- INSTRUCTIONS FOR THE TASK:
Write only the count of lines that hold the word "manhole" in the listing.

- GIVEN RECORDS:
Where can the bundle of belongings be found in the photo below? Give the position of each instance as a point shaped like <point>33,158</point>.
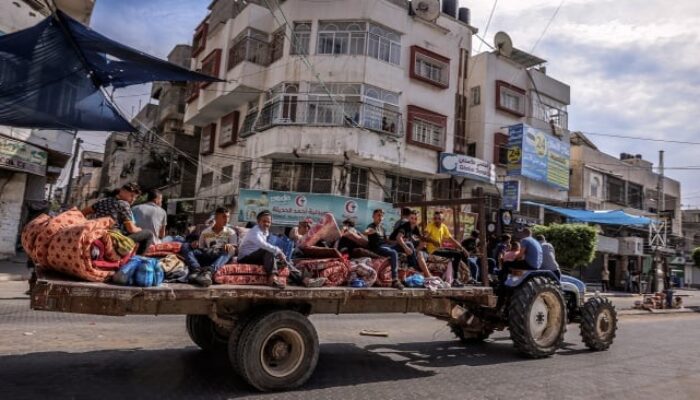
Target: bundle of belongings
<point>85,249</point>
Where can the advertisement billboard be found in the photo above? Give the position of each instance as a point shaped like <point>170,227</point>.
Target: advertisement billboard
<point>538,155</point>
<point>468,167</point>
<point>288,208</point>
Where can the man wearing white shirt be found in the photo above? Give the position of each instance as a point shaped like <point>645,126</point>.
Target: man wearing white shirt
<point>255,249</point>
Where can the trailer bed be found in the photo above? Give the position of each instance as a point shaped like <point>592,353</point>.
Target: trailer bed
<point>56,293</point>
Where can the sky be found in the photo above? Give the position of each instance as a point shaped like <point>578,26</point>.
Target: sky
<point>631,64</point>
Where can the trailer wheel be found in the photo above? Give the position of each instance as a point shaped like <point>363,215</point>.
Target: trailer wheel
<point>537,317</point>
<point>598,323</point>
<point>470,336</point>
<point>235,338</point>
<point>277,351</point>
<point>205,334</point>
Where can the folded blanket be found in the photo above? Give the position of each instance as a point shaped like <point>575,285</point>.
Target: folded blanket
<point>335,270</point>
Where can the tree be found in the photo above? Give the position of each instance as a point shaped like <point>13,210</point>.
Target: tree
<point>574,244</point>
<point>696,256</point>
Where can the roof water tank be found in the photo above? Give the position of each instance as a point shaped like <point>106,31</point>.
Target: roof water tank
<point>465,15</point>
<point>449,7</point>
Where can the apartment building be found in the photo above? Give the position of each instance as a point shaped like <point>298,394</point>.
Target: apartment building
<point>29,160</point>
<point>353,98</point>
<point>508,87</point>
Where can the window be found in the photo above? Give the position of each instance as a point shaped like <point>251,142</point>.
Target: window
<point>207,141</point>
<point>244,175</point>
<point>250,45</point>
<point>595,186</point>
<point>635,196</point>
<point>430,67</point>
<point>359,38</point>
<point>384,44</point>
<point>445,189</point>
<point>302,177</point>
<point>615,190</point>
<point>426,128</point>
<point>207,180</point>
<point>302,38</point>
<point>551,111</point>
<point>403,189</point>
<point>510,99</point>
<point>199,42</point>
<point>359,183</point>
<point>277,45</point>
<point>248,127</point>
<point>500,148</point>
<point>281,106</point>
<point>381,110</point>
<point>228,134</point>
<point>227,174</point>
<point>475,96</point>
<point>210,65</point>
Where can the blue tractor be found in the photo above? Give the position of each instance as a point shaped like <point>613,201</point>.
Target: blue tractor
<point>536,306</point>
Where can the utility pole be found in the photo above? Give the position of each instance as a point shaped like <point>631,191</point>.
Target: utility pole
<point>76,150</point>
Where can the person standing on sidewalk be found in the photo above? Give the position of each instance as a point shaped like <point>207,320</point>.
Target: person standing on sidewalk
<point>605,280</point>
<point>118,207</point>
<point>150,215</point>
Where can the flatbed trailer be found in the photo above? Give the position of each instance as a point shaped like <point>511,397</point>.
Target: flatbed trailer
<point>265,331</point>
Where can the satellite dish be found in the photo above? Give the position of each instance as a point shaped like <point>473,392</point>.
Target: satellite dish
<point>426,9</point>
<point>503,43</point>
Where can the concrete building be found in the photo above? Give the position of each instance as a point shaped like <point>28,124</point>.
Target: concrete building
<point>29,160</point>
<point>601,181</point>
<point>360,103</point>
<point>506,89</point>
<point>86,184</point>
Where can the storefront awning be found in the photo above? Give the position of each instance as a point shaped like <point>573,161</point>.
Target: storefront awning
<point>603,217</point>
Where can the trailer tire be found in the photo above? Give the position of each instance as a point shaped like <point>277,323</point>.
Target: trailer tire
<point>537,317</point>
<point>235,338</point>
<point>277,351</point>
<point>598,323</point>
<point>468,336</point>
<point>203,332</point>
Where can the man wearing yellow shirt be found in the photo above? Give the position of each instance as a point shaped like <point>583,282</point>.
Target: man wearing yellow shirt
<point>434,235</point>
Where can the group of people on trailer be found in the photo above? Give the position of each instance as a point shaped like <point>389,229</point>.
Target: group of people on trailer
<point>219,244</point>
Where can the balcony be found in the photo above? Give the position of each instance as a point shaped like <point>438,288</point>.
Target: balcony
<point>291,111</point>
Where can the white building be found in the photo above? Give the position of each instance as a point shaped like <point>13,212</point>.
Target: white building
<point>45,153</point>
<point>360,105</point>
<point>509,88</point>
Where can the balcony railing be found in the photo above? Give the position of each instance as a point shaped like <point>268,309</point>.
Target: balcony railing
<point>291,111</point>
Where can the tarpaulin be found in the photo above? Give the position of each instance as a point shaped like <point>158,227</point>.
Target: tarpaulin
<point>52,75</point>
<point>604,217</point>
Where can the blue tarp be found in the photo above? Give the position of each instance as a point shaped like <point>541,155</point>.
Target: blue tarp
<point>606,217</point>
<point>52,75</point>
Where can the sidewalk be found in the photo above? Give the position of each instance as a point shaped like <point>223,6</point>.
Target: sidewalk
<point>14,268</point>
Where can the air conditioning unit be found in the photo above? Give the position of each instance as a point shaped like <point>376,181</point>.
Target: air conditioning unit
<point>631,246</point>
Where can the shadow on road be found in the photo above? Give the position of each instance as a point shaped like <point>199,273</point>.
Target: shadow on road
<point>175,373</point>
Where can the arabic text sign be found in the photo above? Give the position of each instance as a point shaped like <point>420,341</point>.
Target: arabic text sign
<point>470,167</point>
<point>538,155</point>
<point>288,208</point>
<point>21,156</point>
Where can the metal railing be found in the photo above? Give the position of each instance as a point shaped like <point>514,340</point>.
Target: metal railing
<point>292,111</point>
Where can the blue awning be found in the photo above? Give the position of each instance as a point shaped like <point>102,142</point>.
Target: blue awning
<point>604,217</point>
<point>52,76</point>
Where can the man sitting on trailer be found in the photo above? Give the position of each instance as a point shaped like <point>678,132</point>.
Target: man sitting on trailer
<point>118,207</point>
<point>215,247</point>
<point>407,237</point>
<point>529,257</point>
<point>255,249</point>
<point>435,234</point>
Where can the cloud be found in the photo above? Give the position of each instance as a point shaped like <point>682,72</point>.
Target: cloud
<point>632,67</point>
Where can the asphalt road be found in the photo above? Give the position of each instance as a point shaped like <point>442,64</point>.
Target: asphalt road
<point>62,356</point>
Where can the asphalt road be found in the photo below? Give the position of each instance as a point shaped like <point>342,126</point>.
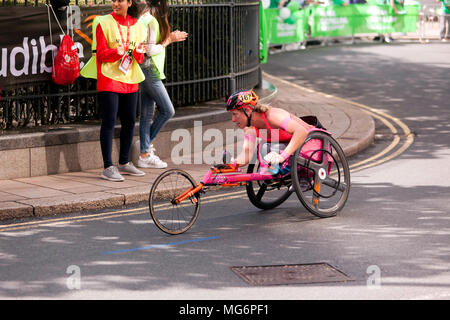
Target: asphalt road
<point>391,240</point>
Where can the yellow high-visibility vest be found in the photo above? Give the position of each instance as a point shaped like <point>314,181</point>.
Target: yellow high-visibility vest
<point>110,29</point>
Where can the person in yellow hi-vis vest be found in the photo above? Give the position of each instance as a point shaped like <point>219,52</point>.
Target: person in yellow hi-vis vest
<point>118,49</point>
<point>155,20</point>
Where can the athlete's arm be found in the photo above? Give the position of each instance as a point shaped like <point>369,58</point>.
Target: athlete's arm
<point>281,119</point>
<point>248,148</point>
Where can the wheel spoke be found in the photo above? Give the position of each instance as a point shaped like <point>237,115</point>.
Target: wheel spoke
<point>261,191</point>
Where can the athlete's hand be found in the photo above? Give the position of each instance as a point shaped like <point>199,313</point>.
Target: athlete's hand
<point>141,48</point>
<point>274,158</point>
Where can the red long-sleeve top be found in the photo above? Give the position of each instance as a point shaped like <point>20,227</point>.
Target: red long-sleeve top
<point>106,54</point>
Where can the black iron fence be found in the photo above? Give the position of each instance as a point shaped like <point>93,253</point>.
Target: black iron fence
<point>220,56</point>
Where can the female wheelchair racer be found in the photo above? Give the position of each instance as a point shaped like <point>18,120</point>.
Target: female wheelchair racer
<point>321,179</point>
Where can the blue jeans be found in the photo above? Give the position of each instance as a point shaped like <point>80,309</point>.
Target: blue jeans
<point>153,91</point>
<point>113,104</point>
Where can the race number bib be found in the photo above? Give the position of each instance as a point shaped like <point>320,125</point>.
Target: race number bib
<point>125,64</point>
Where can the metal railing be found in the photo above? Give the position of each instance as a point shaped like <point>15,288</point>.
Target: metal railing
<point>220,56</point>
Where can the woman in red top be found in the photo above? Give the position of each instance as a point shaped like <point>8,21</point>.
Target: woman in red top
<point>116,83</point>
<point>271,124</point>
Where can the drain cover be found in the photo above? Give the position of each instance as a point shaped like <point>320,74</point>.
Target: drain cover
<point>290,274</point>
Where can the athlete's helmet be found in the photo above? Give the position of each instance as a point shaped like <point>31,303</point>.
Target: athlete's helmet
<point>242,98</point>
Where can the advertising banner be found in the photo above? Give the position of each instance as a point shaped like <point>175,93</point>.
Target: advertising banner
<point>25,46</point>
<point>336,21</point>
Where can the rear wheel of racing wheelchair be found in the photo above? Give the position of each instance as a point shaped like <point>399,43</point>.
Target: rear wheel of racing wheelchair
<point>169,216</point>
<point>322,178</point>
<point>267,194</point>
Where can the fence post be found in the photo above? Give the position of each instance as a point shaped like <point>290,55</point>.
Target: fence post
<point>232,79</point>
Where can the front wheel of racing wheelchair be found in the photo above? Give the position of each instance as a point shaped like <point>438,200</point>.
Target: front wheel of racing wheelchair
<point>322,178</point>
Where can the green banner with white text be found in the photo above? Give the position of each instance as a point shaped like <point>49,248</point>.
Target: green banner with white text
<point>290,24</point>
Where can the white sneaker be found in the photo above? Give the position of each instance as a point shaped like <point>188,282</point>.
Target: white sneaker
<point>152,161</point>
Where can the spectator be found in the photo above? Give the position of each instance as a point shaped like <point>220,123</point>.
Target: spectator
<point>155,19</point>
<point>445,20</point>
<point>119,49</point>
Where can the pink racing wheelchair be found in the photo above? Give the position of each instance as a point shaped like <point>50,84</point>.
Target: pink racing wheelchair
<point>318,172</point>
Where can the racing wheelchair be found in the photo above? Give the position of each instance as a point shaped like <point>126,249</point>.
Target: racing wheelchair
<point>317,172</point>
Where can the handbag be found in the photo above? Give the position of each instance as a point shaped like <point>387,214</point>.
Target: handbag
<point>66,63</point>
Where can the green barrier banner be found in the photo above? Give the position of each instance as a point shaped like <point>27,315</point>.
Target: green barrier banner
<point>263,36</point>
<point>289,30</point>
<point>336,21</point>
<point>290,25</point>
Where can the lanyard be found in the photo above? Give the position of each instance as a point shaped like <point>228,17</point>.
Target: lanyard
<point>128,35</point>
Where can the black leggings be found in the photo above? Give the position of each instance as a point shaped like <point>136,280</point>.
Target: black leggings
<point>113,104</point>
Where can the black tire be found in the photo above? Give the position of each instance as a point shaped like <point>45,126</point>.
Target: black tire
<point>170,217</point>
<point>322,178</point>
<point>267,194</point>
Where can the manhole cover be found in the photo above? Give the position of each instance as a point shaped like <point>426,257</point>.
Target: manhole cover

- REPLY:
2